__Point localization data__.
----

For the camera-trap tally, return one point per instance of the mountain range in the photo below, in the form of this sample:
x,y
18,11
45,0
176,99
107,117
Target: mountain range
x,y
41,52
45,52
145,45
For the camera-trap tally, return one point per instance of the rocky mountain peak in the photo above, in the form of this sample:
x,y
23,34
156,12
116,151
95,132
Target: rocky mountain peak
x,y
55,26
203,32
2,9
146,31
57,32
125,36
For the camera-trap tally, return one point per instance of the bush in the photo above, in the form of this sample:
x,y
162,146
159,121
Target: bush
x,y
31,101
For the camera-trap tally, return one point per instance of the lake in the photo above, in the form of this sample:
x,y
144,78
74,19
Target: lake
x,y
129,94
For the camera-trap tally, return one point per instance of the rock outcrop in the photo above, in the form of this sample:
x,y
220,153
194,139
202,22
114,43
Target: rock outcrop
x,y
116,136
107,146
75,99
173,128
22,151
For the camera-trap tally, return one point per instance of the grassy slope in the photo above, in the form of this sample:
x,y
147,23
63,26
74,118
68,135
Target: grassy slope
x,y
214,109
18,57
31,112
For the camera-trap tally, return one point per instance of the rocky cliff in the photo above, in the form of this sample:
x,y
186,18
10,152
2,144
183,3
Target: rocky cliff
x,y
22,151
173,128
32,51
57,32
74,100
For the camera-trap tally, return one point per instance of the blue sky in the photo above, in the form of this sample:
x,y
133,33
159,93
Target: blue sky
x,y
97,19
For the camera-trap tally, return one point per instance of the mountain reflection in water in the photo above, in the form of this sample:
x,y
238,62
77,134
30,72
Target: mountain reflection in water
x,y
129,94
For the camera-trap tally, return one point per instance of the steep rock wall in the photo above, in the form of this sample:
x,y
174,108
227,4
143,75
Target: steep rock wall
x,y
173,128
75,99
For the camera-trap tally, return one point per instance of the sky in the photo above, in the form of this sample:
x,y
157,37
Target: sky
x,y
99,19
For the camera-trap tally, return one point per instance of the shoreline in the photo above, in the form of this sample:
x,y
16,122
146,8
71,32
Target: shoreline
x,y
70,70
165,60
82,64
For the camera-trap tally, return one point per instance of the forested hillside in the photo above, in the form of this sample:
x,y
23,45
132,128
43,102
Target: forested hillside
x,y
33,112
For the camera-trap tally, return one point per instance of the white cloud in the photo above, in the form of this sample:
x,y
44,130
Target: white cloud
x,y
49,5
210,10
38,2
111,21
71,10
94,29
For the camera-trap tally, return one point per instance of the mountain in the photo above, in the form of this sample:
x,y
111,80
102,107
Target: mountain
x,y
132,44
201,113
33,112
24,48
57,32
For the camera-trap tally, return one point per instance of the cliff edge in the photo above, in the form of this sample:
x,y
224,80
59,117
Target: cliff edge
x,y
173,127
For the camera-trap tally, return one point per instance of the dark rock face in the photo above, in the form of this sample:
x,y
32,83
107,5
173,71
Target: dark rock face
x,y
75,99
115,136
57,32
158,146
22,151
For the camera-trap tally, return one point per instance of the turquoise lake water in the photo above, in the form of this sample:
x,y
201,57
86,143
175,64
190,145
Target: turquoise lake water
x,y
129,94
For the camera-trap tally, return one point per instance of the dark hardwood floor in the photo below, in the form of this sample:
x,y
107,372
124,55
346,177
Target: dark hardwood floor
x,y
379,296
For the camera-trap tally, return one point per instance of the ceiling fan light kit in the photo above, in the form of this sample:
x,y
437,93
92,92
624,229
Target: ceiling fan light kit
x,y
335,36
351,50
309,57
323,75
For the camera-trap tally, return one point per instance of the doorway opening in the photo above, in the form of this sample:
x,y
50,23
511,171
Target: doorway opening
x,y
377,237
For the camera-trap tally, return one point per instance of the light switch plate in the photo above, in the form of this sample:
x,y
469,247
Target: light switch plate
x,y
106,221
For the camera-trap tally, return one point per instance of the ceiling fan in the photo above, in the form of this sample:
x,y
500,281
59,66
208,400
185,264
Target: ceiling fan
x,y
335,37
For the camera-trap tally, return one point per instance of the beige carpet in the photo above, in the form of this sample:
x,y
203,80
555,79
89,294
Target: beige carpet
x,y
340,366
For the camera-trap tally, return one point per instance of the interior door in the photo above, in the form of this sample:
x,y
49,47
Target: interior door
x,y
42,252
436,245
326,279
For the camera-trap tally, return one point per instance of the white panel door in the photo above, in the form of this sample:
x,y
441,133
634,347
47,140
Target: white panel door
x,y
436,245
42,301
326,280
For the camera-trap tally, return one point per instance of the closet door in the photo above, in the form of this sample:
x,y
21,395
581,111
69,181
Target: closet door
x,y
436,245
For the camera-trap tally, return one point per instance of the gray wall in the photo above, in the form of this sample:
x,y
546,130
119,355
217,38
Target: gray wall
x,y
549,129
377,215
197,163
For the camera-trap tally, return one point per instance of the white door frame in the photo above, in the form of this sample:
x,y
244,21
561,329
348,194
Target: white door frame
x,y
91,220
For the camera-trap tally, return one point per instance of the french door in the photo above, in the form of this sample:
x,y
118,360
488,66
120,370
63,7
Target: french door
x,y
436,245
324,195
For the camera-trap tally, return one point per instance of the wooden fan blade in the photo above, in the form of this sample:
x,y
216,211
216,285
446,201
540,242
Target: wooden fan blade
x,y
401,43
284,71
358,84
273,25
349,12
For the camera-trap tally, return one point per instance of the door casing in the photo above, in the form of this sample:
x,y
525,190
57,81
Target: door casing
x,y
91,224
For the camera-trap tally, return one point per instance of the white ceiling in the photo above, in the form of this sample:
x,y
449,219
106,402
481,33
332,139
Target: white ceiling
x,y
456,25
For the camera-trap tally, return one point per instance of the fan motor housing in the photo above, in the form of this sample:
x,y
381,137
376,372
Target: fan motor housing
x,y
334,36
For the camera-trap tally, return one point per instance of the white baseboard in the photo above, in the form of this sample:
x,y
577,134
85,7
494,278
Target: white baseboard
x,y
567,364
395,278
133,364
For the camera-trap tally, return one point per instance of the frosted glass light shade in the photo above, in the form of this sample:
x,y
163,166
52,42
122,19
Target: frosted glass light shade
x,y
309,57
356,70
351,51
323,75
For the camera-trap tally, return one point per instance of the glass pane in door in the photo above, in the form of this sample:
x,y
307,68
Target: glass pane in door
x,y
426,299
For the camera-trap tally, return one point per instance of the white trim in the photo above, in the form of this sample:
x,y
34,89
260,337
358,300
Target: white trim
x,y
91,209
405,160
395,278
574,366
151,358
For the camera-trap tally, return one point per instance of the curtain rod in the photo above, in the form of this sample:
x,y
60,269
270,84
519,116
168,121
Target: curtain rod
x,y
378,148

----

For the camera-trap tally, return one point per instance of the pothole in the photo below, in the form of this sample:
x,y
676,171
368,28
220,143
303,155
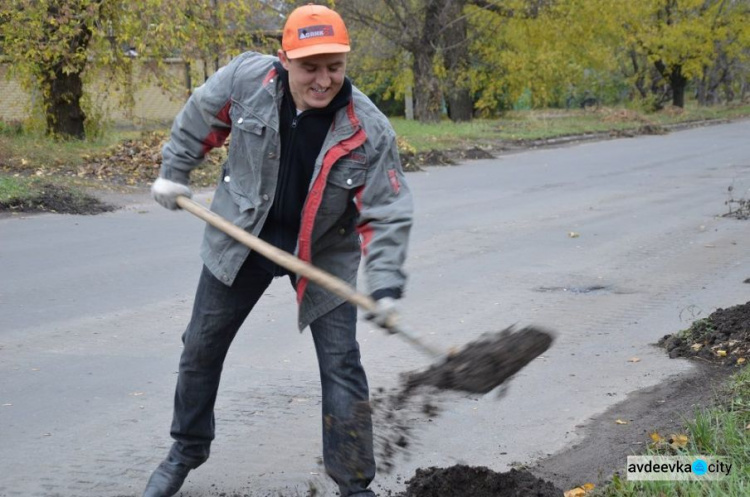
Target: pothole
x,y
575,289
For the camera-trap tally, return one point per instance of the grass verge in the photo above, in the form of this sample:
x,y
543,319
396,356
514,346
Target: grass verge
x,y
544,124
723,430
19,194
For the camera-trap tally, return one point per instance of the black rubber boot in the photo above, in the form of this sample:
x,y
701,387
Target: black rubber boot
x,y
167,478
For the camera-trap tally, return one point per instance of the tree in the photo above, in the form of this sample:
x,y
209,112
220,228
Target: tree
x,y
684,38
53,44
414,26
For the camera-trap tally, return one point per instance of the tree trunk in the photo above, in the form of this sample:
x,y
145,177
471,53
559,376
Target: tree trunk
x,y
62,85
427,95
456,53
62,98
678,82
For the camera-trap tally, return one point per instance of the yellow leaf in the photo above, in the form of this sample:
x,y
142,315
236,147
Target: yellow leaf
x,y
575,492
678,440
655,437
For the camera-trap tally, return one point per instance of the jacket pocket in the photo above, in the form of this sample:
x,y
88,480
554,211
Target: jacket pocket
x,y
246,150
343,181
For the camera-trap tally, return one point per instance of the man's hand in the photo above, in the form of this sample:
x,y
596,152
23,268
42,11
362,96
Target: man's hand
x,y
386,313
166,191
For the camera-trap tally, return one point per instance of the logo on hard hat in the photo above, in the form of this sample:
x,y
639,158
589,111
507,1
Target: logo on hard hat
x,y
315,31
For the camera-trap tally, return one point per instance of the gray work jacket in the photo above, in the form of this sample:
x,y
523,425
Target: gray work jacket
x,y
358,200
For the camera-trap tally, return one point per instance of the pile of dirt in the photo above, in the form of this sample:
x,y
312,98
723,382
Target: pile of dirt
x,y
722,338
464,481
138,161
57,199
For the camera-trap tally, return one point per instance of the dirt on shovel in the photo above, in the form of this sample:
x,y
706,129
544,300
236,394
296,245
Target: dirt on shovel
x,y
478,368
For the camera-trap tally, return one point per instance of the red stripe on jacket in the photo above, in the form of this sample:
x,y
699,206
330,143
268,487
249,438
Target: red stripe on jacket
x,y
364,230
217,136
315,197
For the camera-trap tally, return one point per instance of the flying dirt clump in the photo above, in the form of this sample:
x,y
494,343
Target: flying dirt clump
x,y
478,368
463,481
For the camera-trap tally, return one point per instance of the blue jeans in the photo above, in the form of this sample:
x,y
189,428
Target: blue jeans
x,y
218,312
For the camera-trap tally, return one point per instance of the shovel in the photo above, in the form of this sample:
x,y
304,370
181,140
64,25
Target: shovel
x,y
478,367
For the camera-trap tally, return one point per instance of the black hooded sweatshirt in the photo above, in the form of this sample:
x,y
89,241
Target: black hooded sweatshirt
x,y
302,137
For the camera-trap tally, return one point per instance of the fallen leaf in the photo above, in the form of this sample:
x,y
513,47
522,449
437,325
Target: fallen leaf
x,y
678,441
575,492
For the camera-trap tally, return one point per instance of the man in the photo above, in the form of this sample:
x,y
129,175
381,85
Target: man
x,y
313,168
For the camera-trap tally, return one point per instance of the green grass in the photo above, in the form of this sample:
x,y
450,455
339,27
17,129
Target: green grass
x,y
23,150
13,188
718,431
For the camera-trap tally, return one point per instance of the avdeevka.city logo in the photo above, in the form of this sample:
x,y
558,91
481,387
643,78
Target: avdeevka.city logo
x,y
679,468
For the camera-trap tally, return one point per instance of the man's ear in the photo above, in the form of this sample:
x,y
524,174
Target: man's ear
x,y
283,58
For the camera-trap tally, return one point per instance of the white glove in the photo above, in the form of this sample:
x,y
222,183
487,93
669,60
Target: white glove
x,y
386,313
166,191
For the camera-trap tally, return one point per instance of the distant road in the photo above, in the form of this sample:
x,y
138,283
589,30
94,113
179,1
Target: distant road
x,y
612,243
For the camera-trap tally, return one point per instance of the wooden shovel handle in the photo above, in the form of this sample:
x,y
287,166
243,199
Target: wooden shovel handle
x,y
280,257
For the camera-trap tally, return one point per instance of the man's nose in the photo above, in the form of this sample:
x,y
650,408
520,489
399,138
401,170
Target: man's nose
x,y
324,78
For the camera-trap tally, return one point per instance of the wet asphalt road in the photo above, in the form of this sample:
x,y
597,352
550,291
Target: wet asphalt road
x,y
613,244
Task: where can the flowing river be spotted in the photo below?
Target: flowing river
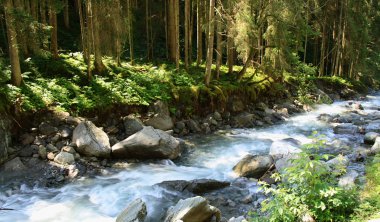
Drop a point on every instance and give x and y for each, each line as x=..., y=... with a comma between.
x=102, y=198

----

__What you need to do__.
Reply with one number: the count of lines in the entries that include the word "flowing".

__Your solution__.
2